_Work to complete_.
Please print the entries below exactly, from the line with "the white building" through the line with "of the fence", including both of those lines and leaving out all others.

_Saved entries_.
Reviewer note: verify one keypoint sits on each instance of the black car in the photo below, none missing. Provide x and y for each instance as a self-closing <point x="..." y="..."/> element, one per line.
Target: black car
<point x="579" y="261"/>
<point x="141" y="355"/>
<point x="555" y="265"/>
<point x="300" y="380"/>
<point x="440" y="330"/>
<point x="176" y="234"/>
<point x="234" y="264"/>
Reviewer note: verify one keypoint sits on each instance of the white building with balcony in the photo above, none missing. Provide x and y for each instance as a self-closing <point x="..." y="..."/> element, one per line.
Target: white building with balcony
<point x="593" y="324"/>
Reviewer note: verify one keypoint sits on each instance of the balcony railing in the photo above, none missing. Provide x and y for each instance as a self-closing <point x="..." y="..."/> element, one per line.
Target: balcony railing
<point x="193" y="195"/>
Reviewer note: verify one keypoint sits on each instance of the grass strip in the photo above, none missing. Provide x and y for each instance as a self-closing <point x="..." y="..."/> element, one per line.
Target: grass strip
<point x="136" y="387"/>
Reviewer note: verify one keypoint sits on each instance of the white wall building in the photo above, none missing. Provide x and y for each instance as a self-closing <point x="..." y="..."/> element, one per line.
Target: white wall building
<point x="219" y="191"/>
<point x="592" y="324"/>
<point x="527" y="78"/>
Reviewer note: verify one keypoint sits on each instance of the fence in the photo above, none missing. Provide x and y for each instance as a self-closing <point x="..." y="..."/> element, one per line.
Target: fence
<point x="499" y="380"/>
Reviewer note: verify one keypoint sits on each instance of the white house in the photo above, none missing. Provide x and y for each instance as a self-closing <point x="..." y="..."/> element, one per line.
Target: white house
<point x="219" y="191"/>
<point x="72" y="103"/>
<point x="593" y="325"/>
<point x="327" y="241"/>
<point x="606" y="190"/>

_Answer to the exercise_.
Reviewer note: verify one keypoint sits on each instance of the white building with balcony in the photo above, none missing. Provide x and y for each instance as a self-closing <point x="..." y="..."/> element, one per line.
Target: white building with balcony
<point x="593" y="324"/>
Reviewer note: verify one keypoint sits on each instance of the balcony railing in the photo above, none missing. Provide x and y for each instance as a self-closing <point x="..." y="..."/> element, one per line.
Target: balcony railing
<point x="193" y="195"/>
Reviewer note: verify one keypoint sits on each instance of the grass strip in the photo above, none missing. Provide x and y for each instance as a self-closing <point x="..." y="..."/> element, one per line.
Target: grass strip
<point x="136" y="387"/>
Reviewer note: verify one keypoint sits on each instance of the white wall building in the photo above, none missing. Provide x and y for each instance as a self-closing <point x="..." y="..."/> element, one per line.
Target: white wall building
<point x="219" y="191"/>
<point x="592" y="324"/>
<point x="527" y="78"/>
Reviewer note: verify one keypoint sits on each instance of the fence in the photo above, none missing. Provide x and y for each instance as a self-closing <point x="..." y="..."/> element, one per line.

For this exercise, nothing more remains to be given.